Extract each line of the listing below that contains the word "table".

[Point-based annotation data]
▽

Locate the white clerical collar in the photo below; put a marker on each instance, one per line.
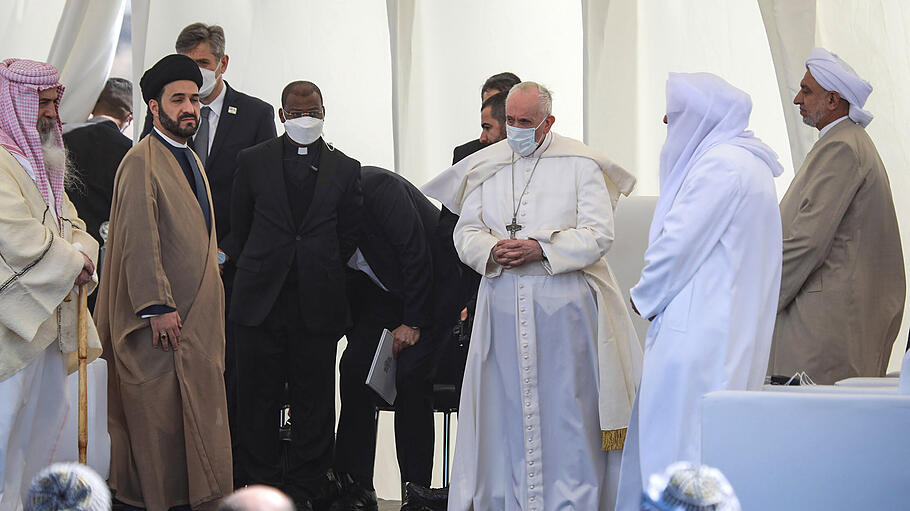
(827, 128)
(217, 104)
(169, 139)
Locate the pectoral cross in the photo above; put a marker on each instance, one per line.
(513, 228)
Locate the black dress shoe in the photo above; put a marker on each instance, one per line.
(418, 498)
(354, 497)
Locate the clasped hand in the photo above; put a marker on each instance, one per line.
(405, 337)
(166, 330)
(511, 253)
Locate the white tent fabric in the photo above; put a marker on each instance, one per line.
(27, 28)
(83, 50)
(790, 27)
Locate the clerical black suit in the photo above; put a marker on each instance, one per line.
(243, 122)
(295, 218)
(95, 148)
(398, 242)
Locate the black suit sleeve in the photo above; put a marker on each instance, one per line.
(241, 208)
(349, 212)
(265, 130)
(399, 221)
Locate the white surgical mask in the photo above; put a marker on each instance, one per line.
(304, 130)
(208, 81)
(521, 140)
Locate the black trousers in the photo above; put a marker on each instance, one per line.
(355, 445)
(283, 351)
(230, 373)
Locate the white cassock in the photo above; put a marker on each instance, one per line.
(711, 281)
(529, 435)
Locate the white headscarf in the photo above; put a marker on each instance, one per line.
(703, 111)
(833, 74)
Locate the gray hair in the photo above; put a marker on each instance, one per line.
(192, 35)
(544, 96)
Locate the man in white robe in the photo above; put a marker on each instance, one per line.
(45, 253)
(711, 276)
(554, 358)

△
▽

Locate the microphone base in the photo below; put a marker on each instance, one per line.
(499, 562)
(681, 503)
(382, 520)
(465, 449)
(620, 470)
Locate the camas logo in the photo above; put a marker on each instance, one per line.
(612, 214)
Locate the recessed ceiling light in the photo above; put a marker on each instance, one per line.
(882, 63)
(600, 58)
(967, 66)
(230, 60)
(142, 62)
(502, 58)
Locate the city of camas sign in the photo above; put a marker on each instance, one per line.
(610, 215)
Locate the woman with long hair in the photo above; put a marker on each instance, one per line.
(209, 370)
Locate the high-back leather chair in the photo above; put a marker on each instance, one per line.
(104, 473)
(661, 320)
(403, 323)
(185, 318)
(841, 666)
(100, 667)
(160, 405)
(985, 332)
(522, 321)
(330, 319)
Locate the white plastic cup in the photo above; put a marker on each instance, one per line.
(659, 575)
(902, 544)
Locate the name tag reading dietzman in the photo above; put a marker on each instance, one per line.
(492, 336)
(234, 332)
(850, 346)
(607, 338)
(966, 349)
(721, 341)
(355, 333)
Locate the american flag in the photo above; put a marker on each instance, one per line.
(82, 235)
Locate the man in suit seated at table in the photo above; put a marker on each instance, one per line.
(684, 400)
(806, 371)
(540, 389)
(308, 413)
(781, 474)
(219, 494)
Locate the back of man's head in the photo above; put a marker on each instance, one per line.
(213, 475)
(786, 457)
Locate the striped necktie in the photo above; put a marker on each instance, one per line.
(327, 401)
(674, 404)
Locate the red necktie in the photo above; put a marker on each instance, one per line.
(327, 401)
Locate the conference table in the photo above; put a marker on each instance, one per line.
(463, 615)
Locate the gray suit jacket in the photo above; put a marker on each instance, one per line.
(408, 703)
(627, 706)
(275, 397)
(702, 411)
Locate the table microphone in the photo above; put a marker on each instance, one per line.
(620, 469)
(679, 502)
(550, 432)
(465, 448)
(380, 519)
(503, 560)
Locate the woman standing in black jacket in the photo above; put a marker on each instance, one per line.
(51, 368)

△

Solved problem:
Locate the man in suit seated at table in the photo above; put a marker on each instance, one per line.
Locate the conference table in the photo above; put a marker on each instance, one per line.
Locate the table microphone in the photo above; put a marker on each instance, one per line.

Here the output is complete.